Find every line of the material that contains the word "wooden" and copy each of those lines.

Image point annotation entries
==============================

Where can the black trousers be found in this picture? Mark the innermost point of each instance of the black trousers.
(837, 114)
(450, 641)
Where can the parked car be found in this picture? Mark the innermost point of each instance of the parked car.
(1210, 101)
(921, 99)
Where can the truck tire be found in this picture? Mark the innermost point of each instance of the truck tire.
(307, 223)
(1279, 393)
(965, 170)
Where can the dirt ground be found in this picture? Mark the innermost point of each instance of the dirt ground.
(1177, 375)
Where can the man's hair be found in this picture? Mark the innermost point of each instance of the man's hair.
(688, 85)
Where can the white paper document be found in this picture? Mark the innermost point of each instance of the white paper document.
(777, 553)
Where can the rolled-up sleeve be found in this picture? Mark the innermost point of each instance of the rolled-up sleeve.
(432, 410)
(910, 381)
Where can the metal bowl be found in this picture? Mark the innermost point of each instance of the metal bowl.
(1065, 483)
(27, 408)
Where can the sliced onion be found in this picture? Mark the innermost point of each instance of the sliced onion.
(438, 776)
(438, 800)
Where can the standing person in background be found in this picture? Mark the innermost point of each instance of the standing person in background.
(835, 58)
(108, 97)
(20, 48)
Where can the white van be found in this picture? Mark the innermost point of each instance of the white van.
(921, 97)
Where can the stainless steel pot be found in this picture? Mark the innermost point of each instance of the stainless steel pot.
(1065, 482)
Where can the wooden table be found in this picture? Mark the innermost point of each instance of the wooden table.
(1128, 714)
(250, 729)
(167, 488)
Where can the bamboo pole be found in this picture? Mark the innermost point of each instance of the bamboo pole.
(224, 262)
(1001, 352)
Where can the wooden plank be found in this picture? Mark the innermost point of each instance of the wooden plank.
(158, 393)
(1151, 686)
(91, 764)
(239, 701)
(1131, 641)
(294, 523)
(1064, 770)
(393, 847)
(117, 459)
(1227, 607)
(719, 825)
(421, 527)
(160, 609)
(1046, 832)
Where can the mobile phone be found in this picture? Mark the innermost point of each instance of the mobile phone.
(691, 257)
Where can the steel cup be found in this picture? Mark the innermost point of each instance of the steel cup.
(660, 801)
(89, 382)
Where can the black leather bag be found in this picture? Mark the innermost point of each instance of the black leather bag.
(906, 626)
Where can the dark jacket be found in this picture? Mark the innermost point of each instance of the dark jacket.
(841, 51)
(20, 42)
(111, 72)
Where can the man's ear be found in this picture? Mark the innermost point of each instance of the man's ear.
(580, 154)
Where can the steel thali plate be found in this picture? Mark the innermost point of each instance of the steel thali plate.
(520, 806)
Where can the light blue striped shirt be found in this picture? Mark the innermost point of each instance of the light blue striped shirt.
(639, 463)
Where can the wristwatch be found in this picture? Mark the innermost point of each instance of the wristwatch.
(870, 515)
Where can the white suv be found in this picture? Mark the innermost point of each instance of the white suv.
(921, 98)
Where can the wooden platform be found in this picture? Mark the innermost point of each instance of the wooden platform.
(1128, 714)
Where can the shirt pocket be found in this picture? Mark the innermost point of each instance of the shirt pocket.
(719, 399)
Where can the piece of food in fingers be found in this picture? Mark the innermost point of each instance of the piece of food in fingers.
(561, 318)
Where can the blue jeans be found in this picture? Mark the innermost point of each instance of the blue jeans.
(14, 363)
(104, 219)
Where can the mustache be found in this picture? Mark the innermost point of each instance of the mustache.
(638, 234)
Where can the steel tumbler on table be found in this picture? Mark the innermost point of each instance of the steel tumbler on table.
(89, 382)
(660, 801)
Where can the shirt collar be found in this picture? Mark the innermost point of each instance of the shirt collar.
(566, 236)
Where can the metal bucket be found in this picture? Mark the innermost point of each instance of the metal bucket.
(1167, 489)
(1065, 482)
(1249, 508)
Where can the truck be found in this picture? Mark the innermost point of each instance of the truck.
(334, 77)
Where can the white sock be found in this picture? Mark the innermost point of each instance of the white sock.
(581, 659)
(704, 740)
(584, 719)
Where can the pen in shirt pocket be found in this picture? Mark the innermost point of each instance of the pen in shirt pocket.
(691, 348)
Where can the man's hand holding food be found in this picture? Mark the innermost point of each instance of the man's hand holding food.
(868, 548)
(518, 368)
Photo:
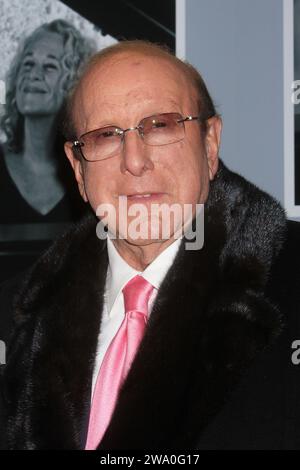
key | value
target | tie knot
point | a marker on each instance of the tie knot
(136, 294)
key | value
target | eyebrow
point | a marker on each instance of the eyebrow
(50, 56)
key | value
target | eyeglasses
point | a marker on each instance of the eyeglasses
(159, 129)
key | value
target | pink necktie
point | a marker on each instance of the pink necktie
(118, 358)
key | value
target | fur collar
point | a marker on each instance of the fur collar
(209, 321)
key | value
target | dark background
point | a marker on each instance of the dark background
(153, 20)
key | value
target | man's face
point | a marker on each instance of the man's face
(39, 88)
(122, 91)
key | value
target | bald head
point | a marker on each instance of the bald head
(105, 64)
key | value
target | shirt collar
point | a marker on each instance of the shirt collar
(119, 272)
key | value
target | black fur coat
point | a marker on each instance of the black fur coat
(214, 368)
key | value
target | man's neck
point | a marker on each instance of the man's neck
(140, 256)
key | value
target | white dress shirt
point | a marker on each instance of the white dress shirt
(118, 274)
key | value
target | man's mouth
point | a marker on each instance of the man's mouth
(33, 89)
(145, 196)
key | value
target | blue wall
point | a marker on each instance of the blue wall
(237, 45)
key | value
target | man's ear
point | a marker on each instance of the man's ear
(212, 143)
(77, 167)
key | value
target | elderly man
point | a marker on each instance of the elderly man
(136, 341)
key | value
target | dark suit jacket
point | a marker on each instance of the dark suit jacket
(214, 369)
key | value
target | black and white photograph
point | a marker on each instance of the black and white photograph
(45, 45)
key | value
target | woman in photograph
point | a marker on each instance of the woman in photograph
(33, 170)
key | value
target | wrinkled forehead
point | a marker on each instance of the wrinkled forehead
(123, 80)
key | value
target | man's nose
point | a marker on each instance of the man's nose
(36, 72)
(136, 155)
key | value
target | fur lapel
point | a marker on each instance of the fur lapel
(210, 320)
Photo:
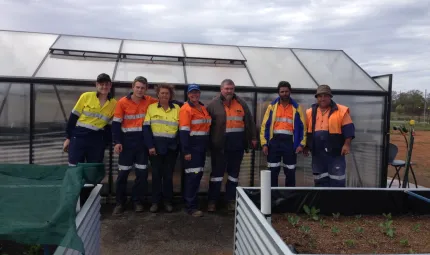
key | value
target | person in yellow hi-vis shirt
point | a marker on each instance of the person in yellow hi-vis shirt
(160, 131)
(88, 129)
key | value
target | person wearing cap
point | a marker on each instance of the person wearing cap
(88, 129)
(194, 125)
(283, 135)
(232, 132)
(160, 131)
(127, 131)
(330, 132)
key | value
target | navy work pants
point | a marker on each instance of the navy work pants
(328, 170)
(193, 175)
(162, 176)
(222, 161)
(137, 156)
(282, 148)
(87, 149)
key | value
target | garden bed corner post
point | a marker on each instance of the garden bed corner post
(266, 200)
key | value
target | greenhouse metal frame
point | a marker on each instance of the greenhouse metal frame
(49, 72)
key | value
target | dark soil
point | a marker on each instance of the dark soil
(355, 234)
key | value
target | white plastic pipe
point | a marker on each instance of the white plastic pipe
(266, 200)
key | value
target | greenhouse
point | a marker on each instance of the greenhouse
(42, 76)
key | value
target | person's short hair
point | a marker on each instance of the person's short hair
(140, 79)
(171, 89)
(227, 82)
(284, 84)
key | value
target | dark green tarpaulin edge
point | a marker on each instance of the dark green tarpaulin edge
(38, 203)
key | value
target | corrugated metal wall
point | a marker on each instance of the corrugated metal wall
(88, 225)
(253, 234)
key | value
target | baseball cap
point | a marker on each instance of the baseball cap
(103, 78)
(192, 87)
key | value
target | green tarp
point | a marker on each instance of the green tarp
(38, 203)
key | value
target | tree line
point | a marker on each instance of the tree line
(411, 102)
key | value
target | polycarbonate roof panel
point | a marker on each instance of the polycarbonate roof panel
(21, 53)
(384, 81)
(335, 69)
(66, 42)
(269, 66)
(152, 48)
(163, 73)
(213, 75)
(213, 51)
(74, 68)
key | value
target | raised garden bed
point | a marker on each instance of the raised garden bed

==============================

* COMPLETE RESPONSE
Where can the wooden table be found in this picture? Mark the innermost point of each instance of the wooden table.
Where can the wooden plank be found in this picture? Mark the innermost point of each instance of the wooden plank.
Where can the wooden platform be found in this picture? Mark the innermost point of each instance of the wooden platform.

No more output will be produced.